Point labeling items:
——————————
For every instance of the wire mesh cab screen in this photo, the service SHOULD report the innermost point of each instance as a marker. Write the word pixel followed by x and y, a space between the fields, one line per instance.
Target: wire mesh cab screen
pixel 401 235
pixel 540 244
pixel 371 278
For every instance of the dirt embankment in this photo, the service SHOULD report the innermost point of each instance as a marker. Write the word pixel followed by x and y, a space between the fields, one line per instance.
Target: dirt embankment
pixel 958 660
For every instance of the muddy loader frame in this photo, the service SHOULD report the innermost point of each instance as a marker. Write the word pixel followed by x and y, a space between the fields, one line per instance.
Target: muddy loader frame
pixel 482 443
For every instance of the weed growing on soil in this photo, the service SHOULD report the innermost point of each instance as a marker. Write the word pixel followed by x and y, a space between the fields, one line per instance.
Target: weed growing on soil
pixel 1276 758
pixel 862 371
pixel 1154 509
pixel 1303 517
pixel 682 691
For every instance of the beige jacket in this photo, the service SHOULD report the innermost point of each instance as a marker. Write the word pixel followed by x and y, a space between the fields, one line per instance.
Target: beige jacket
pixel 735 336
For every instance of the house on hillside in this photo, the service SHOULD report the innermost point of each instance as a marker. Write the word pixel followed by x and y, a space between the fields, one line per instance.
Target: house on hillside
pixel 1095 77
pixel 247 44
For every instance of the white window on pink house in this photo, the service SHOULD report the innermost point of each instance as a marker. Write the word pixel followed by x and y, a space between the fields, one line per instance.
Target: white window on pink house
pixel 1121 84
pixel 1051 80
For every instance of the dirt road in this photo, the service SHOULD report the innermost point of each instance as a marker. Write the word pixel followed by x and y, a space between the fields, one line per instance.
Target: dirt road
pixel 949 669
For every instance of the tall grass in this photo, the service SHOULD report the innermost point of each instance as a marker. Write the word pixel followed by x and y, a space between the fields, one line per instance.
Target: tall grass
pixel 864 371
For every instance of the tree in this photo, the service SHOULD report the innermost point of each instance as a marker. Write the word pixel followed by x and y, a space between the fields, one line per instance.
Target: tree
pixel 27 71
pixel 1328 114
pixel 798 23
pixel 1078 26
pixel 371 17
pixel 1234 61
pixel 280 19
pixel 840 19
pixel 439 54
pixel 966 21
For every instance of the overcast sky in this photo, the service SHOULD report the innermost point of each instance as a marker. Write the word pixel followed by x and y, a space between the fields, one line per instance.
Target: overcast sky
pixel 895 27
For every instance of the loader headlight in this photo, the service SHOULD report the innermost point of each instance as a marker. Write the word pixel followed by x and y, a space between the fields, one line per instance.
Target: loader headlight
——————————
SET PROBLEM: Render every line of the items above as a numbered list, leaving out any blank lines.

EXERCISE RESPONSE:
1. For every instance of the wire mesh cab screen in this photo, the service SHOULD report the innermost point of each instance as a marker. Write the word pixel followed by x and y, a space between the fields, one line per instance.
2. Target: wire mesh cab screen
3. pixel 401 235
4. pixel 540 244
5. pixel 371 278
6. For every instance of the dirt embankment in this photo, the service SHOULD report the innermost point of each instance as a marker. Write the word pixel followed by x and y, a space between the fields, one line per instance.
7. Target: dirt embankment
8. pixel 958 660
9. For every instance of the muddy loader frame in this photo, the service SHOULD report the innermost point of each instance as a marker. Write the word pixel followed by x and y, a space between the fields, one line per instance.
10. Target: muddy loader frame
11. pixel 482 443
12. For every instance of the weed growing on soil in this photo, the service SHOULD report the innermost point of each instance as a marker. Write the word pixel followed by x and y, a space between the fields, one line per instance.
13. Target: weed growing on soil
14. pixel 1276 758
15. pixel 862 371
16. pixel 1154 509
17. pixel 1303 517
18. pixel 682 691
19. For every instance of the beige jacket in this photo, the service SHOULD report the innermost point of each instance as a marker. Write the word pixel followed by x and y, a space between the fields, one line per instance.
20. Target: beige jacket
21. pixel 735 336
22. For every instance of the house on hillside in this photo, the service SHOULD report the innermost point of each instance as a marker. Write the word pixel followed by x and y, a space between the fields, one line per instance.
23. Target: house on hillside
24. pixel 1095 77
25. pixel 247 44
26. For every instance of the white window on pink house in this photo, the service SHOULD report the innermost point of each instance as a marker. Write the word pixel followed by x and y, a space between the fields, one line per instance.
27. Target: white window on pink house
28. pixel 1121 84
29. pixel 1051 80
30. For every instance of the dirt road in this photo, the service SHOULD report the innermost point of each instance as a marker. Write the word pixel followed by x and y, a space between the fields, one line per instance.
31. Target: dirt road
32. pixel 949 669
33. For every instance of the tall grass in this photo, the service SHOULD report the innermost point of each instance as a marker. Write the word pixel followed by x and y, a space between the fields, one line per instance.
34. Target: tall grass
35. pixel 864 371
36. For every instance of the tree in this photo, the service SHOULD report the innermost point of each instance as a marker. Write the word pixel followed by x and y, a space between the fields, one line per instance.
37. Target: tree
38. pixel 27 71
39. pixel 1328 114
40. pixel 798 23
41. pixel 1078 26
42. pixel 371 17
43. pixel 1234 61
44. pixel 280 19
45. pixel 840 19
46. pixel 439 54
47. pixel 966 21
48. For every instance of the overcast sky in this photo, the service SHOULD report the innermost point of each instance as a marker. Write the word pixel followed by x and y, a space between the fields, one line per instance.
49. Target: overcast sky
50. pixel 895 27
51. For every instance of the loader headlight in this photo, the service SHOULD report the innermost point of each instance as a marker. Write the word pixel followed by x and y, a space between the fields, one line per instance.
52. Target: loader headlight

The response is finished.